[Apply what you read]:
**1.** In the book recommendations, which body does the ambassador in the Ursula Le Guin book come from?
**2.** Repeat everything in the book recommendations from "Ursula Le Guin" down to "relationships with others.".

[Extract to read]:
Arrived in St. Louis in 2015; loves it all except for that weird stuff you call cheese. Will read almost anything, especially if it has nice typesetting.
Ursula Le Guin shows her gift for imagining societies that are strange and foreign to us, but absolutely real and believable. In this book, we meet an ambassador from the Ekumen, the interplanetary confederation, exploring with him a cold winter planet populated by an ambisexual race, where the distinction between men and women does not exist. In a way that only science fiction can do, this story provokes thoughts about what it means to be human, simply human, as such, and what that means for our beliefs and our relationships with others.
How can a novel about two studious Jewish boys studying Talmud be so gripping? Read it and see for yourself. The setting is highly specific - the postwar Jewish community in New York, dealing with the Holocaust and the emerging issue of Zionism - but the story powerfully addresses universal themes: friendship, the tension of tradition and independent thinking, fathers and sons.

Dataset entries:

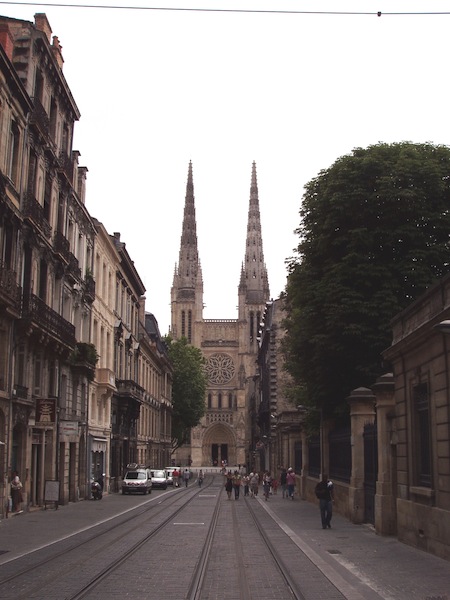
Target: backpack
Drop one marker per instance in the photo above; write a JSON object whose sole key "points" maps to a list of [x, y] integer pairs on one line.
{"points": [[321, 490]]}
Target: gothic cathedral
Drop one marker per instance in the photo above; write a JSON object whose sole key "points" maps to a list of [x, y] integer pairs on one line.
{"points": [[230, 346]]}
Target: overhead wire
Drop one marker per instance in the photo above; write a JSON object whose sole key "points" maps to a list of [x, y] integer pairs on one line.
{"points": [[228, 10]]}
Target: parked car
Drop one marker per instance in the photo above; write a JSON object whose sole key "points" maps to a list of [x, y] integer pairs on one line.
{"points": [[159, 478], [137, 479], [169, 471]]}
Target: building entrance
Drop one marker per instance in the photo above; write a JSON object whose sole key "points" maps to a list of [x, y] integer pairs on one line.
{"points": [[219, 454]]}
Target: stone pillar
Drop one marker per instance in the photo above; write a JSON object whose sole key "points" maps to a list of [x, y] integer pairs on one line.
{"points": [[362, 411], [305, 464], [385, 498]]}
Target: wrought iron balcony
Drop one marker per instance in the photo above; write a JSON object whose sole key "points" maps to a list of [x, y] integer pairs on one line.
{"points": [[83, 359], [39, 117], [219, 416], [10, 291], [128, 388], [89, 288], [61, 245], [39, 313], [35, 212], [66, 165], [105, 378], [73, 267]]}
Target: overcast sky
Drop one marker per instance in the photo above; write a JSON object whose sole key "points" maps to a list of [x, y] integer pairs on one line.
{"points": [[293, 92]]}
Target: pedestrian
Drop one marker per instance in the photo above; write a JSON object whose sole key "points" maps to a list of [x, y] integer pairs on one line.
{"points": [[283, 484], [290, 482], [254, 484], [16, 493], [186, 476], [324, 492], [267, 483], [229, 484], [176, 477], [246, 484], [237, 480], [275, 485]]}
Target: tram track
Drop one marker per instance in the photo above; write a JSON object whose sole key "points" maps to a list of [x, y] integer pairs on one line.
{"points": [[37, 565], [245, 565]]}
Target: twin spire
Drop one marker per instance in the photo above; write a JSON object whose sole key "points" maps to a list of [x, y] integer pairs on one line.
{"points": [[253, 279]]}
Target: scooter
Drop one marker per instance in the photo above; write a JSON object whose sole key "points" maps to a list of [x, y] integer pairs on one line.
{"points": [[96, 490]]}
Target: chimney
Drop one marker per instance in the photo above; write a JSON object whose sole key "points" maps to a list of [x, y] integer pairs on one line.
{"points": [[42, 24], [6, 40], [57, 52]]}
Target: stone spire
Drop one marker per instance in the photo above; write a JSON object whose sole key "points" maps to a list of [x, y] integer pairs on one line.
{"points": [[187, 288], [254, 282]]}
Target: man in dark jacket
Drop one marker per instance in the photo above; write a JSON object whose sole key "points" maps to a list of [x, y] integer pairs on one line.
{"points": [[324, 492], [283, 482]]}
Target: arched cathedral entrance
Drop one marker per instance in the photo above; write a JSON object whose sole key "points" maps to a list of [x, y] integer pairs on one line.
{"points": [[219, 443]]}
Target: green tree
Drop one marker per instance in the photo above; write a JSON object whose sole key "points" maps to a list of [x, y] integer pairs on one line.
{"points": [[374, 234], [188, 389]]}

[Responses in order]:
**1.** He comes from the Ekumen, the interplanetary confederation.

**2.**
Ursula Le Guin shows her gift for imagining societies that are strange and foreign to us, but absolutely real and believable. In this book, we meet an ambassador from the Ekumen, the interplanetary confederation, exploring with him a cold winter planet populated by an ambisexual race, where the distinction between men and women does not exist. In a way that only science fiction can do, this story provokes thoughts about what it means to be human, simply human, as such, and what that means for our beliefs and our relationships with others.